— READING PASSAGE —
---

What are your thoughts on this: https://pypi.org/project/pgdumplib/

ScotterMonk commented 4 years ago

Oh and where in your code should I put this (and of course putting my "postgres" user's pw in there): SET PGPASSWORD=secret_pw&&pw_dump AND is that the exact way to write it? AND, heh, is that all that is needed in terms of setting that variable, as in no reference to PGPASSWORD later?

ScotterMonk commented 4 years ago

Hey if you want, when I get this finished, happy to send to you so you have a "windows version"!

ScotterMonk commented 4 years ago

Oh and I had filled in the database creds at 108 but on 16 I'm unsure how to do so. Seemed obvious at 108 but not on 16.

def get_dump_sql(database: str, schema: str, table: str) -> str:
    """Get SQL that would be returned with `pg_dump`"""
    result = subprocess.run(
        ["pg_dump", "--schema-only", f"--table={schema}.{table}", database],
        capture_output=True,
        check=True,
    )
    return result.stdout.decode()
    with psycopg2.connect(host="184.175.105.38", database=database, user="postgres", password="mysecret") as conn:

Since it is local maybe I should leave out "host=...."?

ScotterMonk commented 4 years ago

Hmm I looked again at pgdumplib and now I"m thinking maybe this is a different, not as well supported pg_dump? Did you look at that page?

GammaGames commented 4 years ago

pg_dump is a utility that is normally included with postgres: https://www.postgresql.org/docs/current/app-pgdump.html

It looks like they might already be included, they might be in the bin folder for your postgresql installation. In that case you'd have to either add the path to your environment, create a symlink, or modify the script to include the executable's path.

ScotterMonk commented 4 years ago

Thanks. Looking. I was just reading https://www.postgresql.org/docs/9.1/app-pgdump.html. Will look at the URL you just shared.

ScotterMonk commented 4 years ago

Dangit. Both pages on pg_dump give command line examples but not Python examples. Will keep looking.

---

— WHAT TO DO —
Could you repeat the pg_dump thread from "Since it is" to "at that page?", substituting "remote" for "local"? The entries that come next are from a separate source.

---

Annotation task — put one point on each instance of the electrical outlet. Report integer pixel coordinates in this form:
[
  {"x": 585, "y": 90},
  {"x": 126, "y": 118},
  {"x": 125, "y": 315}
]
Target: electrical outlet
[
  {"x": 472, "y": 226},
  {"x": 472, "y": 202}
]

---

— OUTPUT OF THE EXERCISE —
Since it is remote maybe I should leave out "host=...."?

ScotterMonk commented 4 years ago

Hmm I looked again at pgdumplib and now I"m thinking maybe this is a different, not as well supported pg_dump? Did you look at that page?